▶ TASK OBJECTIVE:
Whatever precedes the line containing "Reviewer note: confirm that each instance of the dark" is not copied; that line and every line after it through the final one below are copied exactly, except pictures.

Stored items
▬▬▬▬▬▬▬▬▬▬

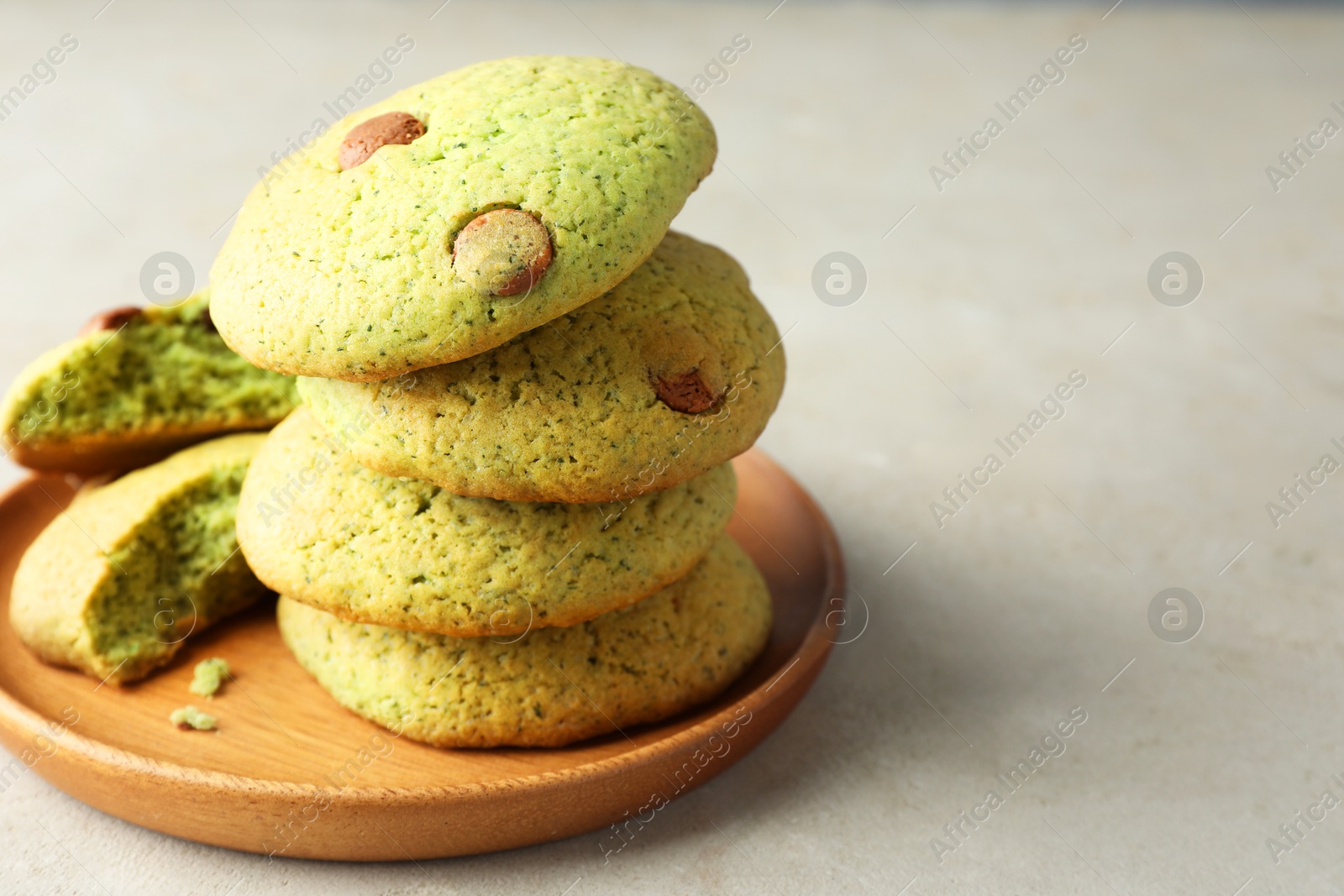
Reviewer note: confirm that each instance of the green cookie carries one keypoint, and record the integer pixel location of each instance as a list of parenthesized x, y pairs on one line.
[(139, 385), (671, 374), (116, 584), (322, 530), (342, 264), (667, 653)]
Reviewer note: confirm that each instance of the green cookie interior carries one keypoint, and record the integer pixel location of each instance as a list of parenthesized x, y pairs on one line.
[(165, 378), (116, 584)]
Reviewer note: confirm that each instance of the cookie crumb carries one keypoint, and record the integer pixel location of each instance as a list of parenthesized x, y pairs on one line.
[(208, 676), (192, 719)]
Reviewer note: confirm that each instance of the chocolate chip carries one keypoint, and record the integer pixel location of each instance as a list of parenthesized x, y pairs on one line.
[(112, 318), (685, 392), (366, 139), (503, 251)]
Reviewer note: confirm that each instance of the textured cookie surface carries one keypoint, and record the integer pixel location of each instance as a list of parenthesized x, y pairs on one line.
[(582, 409), (131, 394), (319, 528), (116, 584), (349, 273), (551, 687)]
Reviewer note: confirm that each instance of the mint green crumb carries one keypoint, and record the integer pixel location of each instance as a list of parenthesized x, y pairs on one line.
[(208, 676), (190, 718)]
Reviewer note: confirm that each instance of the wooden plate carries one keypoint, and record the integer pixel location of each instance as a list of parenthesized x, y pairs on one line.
[(291, 773)]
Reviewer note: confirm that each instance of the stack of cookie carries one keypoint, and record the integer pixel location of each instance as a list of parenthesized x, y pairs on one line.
[(499, 517)]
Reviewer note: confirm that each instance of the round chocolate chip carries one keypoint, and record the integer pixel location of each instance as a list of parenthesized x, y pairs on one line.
[(503, 251), (112, 318), (685, 392), (370, 136)]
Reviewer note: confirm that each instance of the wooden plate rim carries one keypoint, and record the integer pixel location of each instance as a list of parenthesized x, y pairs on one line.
[(816, 645)]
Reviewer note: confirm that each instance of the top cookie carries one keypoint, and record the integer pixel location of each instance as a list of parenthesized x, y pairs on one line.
[(456, 215)]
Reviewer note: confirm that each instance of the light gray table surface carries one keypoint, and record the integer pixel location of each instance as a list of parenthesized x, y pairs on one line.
[(985, 289)]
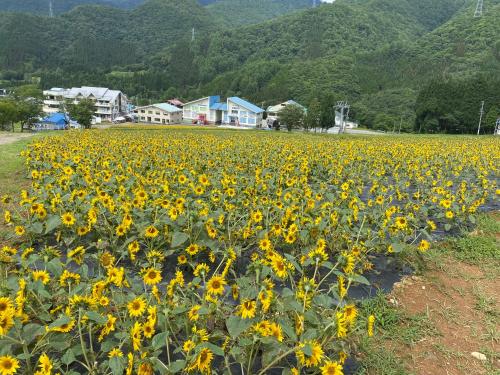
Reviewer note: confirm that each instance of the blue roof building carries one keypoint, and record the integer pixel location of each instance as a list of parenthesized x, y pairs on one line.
[(234, 111), (160, 113), (56, 121)]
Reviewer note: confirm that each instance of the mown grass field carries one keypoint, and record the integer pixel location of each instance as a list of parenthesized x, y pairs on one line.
[(183, 250)]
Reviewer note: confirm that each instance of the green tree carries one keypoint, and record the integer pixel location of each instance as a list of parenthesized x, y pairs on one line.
[(292, 116), (491, 119), (82, 112), (8, 114), (312, 118), (385, 122)]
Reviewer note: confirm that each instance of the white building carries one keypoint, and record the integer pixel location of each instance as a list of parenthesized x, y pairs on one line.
[(109, 103), (161, 113), (235, 111)]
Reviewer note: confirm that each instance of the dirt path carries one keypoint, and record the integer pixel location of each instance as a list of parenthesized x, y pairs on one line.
[(461, 302), (6, 138)]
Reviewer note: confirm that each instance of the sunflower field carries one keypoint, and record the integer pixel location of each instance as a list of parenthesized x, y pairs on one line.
[(148, 251)]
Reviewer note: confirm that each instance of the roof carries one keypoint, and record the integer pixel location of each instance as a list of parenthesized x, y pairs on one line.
[(211, 100), (279, 107), (100, 93), (56, 118), (175, 101), (163, 106), (219, 106), (247, 105)]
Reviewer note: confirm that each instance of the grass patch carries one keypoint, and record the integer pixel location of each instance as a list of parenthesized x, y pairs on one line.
[(395, 325), (379, 360), (475, 249), (12, 176), (391, 325)]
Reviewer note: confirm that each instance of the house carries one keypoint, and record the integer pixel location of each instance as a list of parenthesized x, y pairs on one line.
[(274, 110), (109, 103), (161, 113), (234, 111), (176, 103), (55, 121)]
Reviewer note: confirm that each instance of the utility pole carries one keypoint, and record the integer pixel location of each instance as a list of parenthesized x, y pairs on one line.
[(481, 113), (343, 107), (479, 9), (51, 9)]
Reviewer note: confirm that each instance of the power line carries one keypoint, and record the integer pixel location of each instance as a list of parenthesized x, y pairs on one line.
[(51, 9), (479, 9), (343, 107), (481, 113)]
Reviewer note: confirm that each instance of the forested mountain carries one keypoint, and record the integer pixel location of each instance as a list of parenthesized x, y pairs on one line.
[(243, 12), (386, 57), (41, 7)]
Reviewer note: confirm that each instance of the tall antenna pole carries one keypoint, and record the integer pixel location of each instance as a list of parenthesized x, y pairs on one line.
[(343, 107), (479, 9), (481, 113), (51, 9)]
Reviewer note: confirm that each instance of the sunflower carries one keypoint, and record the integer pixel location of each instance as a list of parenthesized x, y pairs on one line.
[(331, 368), (136, 336), (136, 307), (350, 314), (265, 244), (424, 245), (315, 350), (188, 346), (182, 259), (193, 314), (43, 276), (8, 365), (115, 352), (201, 270), (192, 249), (341, 324), (215, 285), (151, 276), (371, 324), (121, 230), (5, 304), (247, 309), (151, 232), (68, 219), (133, 249), (279, 266), (45, 364), (6, 322), (203, 361)]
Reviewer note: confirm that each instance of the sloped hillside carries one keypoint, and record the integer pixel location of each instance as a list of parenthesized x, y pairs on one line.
[(244, 12)]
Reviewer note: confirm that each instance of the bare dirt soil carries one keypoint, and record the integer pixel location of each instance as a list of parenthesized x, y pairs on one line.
[(461, 302)]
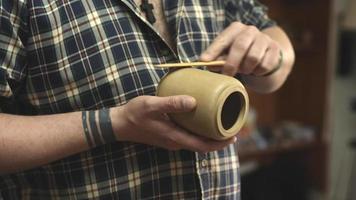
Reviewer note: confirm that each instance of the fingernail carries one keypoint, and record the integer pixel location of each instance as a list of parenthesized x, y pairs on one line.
[(189, 102), (205, 56)]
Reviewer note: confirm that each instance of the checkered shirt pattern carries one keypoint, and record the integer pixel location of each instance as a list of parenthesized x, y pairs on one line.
[(70, 55)]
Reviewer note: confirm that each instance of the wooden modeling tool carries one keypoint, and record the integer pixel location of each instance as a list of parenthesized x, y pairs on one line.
[(192, 64)]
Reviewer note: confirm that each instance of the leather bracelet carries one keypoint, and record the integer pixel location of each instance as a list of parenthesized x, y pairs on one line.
[(97, 127), (279, 65)]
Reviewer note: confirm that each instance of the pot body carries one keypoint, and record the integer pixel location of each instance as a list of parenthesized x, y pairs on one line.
[(222, 102)]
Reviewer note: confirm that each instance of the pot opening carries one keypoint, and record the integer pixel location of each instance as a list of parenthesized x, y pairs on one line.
[(231, 110)]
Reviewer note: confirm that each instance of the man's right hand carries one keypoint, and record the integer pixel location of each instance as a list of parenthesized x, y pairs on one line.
[(144, 120)]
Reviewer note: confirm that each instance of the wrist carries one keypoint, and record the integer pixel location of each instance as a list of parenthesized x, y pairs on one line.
[(97, 127)]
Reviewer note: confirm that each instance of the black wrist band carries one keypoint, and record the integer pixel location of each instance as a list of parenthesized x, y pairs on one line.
[(279, 65), (97, 127)]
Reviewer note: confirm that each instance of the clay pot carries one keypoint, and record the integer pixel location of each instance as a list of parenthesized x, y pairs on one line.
[(222, 102)]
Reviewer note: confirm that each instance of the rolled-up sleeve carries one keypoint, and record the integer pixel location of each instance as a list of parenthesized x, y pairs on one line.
[(249, 12), (13, 34)]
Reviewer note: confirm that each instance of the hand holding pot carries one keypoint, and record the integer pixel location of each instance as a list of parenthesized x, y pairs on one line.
[(144, 119)]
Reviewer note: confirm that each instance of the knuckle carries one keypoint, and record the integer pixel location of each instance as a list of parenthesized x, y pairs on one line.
[(241, 45), (253, 59), (236, 24), (173, 103), (252, 29)]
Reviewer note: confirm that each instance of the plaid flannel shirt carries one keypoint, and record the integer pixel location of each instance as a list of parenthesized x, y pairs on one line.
[(69, 55)]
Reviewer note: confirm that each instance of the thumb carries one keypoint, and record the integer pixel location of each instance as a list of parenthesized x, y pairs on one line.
[(175, 104)]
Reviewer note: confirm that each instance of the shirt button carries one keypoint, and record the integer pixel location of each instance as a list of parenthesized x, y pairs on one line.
[(204, 163)]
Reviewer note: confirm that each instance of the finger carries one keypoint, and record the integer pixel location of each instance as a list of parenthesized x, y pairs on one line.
[(172, 104), (239, 49), (217, 68), (222, 42), (269, 61), (255, 55)]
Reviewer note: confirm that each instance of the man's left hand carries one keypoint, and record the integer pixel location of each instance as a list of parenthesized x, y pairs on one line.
[(246, 50)]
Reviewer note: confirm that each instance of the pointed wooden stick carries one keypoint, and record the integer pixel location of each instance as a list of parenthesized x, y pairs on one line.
[(192, 64)]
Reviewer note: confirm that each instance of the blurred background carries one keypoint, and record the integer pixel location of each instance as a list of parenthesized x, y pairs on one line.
[(300, 142)]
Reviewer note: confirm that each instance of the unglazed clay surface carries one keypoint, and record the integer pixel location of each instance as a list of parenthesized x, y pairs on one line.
[(222, 102)]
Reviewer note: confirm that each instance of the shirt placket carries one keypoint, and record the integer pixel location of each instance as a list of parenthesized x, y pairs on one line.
[(203, 168), (163, 48)]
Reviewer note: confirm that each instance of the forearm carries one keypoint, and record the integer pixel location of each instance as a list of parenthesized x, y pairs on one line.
[(30, 141), (266, 84)]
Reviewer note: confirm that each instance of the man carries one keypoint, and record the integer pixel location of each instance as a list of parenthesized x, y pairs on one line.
[(77, 81)]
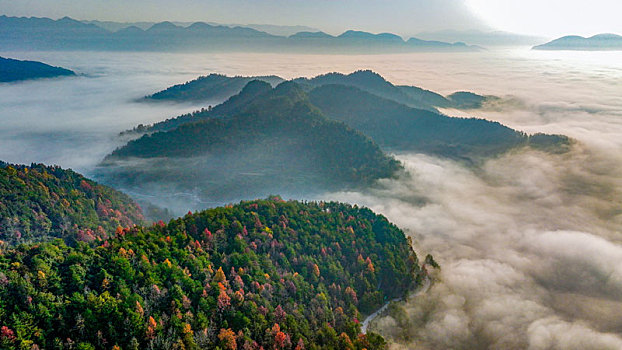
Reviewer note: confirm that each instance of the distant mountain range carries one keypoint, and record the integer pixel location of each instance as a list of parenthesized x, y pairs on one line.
[(15, 70), (268, 28), (20, 33), (600, 42), (483, 38)]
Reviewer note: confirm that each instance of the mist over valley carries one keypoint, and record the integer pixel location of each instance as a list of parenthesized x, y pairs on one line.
[(529, 240)]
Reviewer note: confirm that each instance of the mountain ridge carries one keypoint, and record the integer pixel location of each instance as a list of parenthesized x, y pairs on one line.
[(598, 42), (33, 33)]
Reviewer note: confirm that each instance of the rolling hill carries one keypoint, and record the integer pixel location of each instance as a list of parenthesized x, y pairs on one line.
[(275, 143), (16, 70), (39, 203)]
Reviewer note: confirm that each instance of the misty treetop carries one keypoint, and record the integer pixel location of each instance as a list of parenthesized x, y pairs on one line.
[(265, 274), (15, 70), (39, 202), (214, 86), (275, 141), (32, 33), (210, 87), (398, 118)]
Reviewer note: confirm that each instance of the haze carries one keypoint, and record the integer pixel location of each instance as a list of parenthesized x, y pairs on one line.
[(404, 17)]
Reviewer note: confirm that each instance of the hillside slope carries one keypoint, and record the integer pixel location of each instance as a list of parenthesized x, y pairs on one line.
[(276, 143), (264, 274), (39, 202), (15, 70)]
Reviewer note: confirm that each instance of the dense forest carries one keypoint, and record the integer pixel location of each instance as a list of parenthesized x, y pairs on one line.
[(210, 87), (265, 274), (14, 70), (397, 127), (214, 86), (276, 143), (39, 202)]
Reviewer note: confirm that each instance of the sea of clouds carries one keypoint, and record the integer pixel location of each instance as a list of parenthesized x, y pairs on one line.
[(530, 244)]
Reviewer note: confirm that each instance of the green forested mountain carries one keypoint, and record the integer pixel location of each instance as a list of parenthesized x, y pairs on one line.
[(211, 87), (264, 274), (276, 143), (393, 125), (401, 128), (41, 202), (14, 70), (216, 86)]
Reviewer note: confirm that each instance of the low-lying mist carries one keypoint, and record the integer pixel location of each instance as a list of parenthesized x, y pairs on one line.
[(530, 244)]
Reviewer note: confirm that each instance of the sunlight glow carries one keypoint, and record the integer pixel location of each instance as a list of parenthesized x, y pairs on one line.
[(550, 18)]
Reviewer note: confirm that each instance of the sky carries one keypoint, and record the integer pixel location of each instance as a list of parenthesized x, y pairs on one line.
[(547, 18)]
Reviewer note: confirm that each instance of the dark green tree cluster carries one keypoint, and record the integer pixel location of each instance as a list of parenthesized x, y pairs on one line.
[(15, 70), (38, 202), (265, 274), (276, 142), (210, 87)]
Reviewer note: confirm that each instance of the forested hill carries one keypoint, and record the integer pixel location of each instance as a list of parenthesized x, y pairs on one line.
[(393, 125), (14, 70), (210, 87), (216, 86), (275, 143), (401, 128), (264, 274), (41, 202)]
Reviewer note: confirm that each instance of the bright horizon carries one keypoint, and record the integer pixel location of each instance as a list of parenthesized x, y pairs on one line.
[(404, 17)]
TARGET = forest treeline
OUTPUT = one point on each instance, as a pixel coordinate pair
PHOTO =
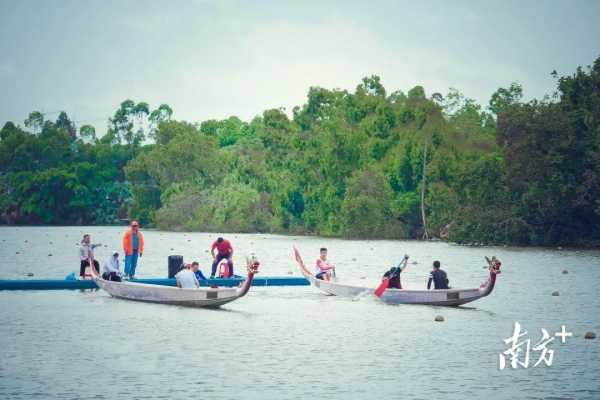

▬▬▬▬▬▬▬▬▬▬

▶ ANSWER TO THE PROBLEM:
Reviewer note: confirm that each instance of the dark green tree cluster carries one keypoint, and record the integer pixel location of each instance as a list of parenthesized x, y pairs on one line.
[(15, 70), (38, 202), (265, 274), (276, 142), (210, 87)]
Reviewer note: confirm that each instance of the forested hill carries one keypoint, and record the integer pixel location of each instance as a list of parenthesized x, y pairs on one line.
[(393, 125), (14, 70), (210, 87), (216, 86), (275, 143), (401, 128), (264, 274), (41, 202)]
Reviewer note: confirm that each instance of the bright horizon carries one keypoint, and record the integer pixel location of each instance as a list of parenthesized x, y pairs on one line.
[(404, 17)]
TARGET = forest treeline
OUTPUT = one point on each instance, as a pixel coordinate pair
PHOTO =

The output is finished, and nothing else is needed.